> SHORT PROBLEM: Format every line of the records below as a numbered list, omitting any blank lines.

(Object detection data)

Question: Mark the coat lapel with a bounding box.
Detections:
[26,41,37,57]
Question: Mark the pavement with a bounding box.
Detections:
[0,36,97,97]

> TASK SOLUTION:
1. Question: Mark the coat lapel with a bounding box.
2. Detections:
3. [26,41,37,57]
4. Question: Mark the pavement with a bounding box.
5. Detections:
6. [0,36,97,97]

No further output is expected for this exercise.